EXTRAIT.
Je n'irai pas par quatre chemins, ce film est une énorme déception. Considérant le livre de Jack London, sans doute hautement autobiographique, comme un authentique chef-d'oeuvre, j'ai d'abord été déroutée par le fait que Martin Eden soit ici italien et que le réalisateur ait choisi de propulser l'action à Naples dans une période plus ou moins indéterminée. Le roman est tellement riche d'aventures et ancré dans une époque et un lieu (l'Amérique du début du XXème) qu'il m'a été difficile de comprendre ce choix.
Le réalisateur inonde son film d'inserts de documentaires d'époque (sans doute les années 60/70) qui nous éloignent chaque fois du personnage et de l'histoire. Martin Eden tombe amoureux d'une bourgeoise cultivée après avoir sauvé son frère d'une rixe. Il est tellement aveuglé par tout ce qui lui a manqué jusque là, l'amour, la richesse, la culture qu'il va tout mettre en oeuvre pour, selon lui, arriver au niveau de la jeune fille et la mériter. Sauf que cette peste (dans le livre comme dans le film) jamais ne perçoit l'immense intelligence et la grande sensibilité de Martin, ni ne l'encourage à continuer dans sa passion pour l'écriture, toujours elle le rabaisse et l'incite à trouver une "situation". Le film digresse beaucoup et nous fait perdre le fil terriblement romantique de l'histoire.
La fin me semble être un contre-sens total. Transformé en une sorte de Gatsby dépressif, Martin vit dans l'opulence et éructe lors de conférences qui font pitié. Le film insiste sur le désespoir de Martin. On dirait qu'ici il se meurt d'amour puis finit par la rejeter brutalement alors qu'elle revient et que le livre me semblait pencher vers le fait que Martin avait honte de trahir sa classe sociale.
Je le sais, je m'embrouille, mais pour moi Martin Eden est américain, il vit au tout début du XXème siècle et n'a pas besoin de réinterprétation.
Il n'en demeure pas moins que ce film reste plus que fréquentable, notamment par l'interprétation romantique et profonde de Luca Marinelli. D'abord plein d'insouciance et de légèreté, puis aveuglé par un amour étrangement partagé, puis confus dans son insistance à valoriser l'individualisme contre le socialisme et enfin désespéré, l'acteur imprime sa belle présence et son enthousiasme manifeste à interpréter ce magnifique rôle. Il a d'ailleurs ravi la Coupe Volpi de la meilleure interprétation masculine lors de la dernière Mostra de Venise (où j'ai vu le film en VO sous titrée anglais, j'ai donc tenu à le revoir pour TOUT comprendre) à Joaquin Phoenix, ce qui n'est pas rien.

LISTE DES TÂCHES.
1. Répondez aux questions suivantes sur la critique du film Martin Eden :
(a) Dans quelle ville le réalisateur a-t-il transposé l'action ?
(b) À quel personnage Martin est-il comparé dans la fin du film ?
(c) Quel prix Luca Marinelli a-t-il remporté, et lors de quel festival ?
2. Reprenez la critique du film Martin Eden à la suite de sa dernière phrase.

EXTRAITS DE DONNÉES.
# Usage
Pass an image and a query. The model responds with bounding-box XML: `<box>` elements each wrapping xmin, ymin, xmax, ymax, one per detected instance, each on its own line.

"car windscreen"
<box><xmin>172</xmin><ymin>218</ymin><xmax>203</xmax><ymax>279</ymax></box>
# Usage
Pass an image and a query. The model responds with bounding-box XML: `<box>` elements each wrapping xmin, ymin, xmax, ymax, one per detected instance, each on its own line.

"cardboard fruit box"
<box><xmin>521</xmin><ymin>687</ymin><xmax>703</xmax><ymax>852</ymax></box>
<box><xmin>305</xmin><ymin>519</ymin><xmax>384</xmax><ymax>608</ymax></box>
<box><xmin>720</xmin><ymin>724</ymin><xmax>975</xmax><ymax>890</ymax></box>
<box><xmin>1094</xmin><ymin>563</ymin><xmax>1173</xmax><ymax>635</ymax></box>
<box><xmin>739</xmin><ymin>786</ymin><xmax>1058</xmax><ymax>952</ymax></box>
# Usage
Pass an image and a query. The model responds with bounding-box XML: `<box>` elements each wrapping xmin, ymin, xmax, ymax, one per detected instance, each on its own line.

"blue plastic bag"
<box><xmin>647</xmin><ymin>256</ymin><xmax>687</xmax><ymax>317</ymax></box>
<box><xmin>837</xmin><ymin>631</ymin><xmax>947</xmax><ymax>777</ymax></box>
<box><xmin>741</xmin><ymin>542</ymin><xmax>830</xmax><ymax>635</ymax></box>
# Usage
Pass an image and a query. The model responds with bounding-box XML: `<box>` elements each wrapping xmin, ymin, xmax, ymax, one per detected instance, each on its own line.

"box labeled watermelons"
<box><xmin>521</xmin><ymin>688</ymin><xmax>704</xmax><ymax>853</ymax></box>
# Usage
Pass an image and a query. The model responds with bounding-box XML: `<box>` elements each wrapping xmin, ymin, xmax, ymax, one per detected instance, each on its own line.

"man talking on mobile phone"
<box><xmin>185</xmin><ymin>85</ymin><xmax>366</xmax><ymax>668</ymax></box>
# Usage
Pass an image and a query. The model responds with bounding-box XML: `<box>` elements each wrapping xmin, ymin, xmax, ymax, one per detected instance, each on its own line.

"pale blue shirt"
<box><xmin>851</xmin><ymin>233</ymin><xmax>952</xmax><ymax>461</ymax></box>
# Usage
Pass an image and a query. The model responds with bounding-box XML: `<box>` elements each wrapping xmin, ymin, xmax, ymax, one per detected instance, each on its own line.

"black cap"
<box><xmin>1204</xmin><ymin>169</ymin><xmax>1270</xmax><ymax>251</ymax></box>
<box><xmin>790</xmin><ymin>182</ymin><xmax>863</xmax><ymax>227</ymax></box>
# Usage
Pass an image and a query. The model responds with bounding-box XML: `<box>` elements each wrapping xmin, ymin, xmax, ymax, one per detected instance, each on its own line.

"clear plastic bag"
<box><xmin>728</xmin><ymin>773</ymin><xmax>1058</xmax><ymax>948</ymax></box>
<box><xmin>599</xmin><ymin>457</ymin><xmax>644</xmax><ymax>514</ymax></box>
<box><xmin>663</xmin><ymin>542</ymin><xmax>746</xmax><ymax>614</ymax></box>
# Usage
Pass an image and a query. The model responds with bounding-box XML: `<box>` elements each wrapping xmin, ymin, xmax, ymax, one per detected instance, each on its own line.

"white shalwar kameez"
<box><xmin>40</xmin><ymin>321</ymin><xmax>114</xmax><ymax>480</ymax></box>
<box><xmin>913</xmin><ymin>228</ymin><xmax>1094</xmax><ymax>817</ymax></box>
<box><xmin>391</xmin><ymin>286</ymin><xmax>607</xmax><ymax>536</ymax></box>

LISTE DES RÉPONSES.
1.
(a) À Naples.
(b) À une sorte de Gatsby dépressif.
(c) La Coupe Volpi de la meilleure interprétation masculine, lors de la dernière Mostra de Venise.

2.
Commentaires
Je te confesse n'avoir envie de voir aucun de ces deux films !
Je te donne l'absolution.
Et nous, nous avons beaucoup aimé le film Martin Eden, original et un très bel et bon acteur...
http://www.matchingpoints.fr/2019/11/06/cinema-martin-eden/
"Scandale" me tente, mais les prothèses en latex nettement moins ; quant au deuxième, comme je n'ai pas lu le livre, je vais surtout essayer de réparer enfin cette lacune dans l'année.
Ça m'a dérangée tout ce plastique.
Avec Martin Eden en livre tu feras un beau voyage.
J'ai plutôt bien aimé la transposition de Martin Eden en Italie. Les thèmes du livre sont intemporels donc l'idée d'une transposition ne m'a pas gêné. Dommage que la fin soit complètement ratée comme tu dis.
Heureusement que j'aime l'acteur car jaurais encore plus de difficultés... D'ailleurs tous les autres noms sont changés je crois. C'est Martin qui est intemporel et citoyen du monde.
Cette fin abrupte est ratée alors que les pages du livre étreignent le coeur.
Vu l'excellente série 'The Loudest Voice' avec R. Crowe ...
'Scandale' je vais donc passer mon tour.
https://fr.wikipedia.org/wiki/The_Loudest_Voice
Arrête de me torturer avec ce que je ne peux voir.
Cela dit voir Russel en obèse libidineux, j'ai pas trop envie.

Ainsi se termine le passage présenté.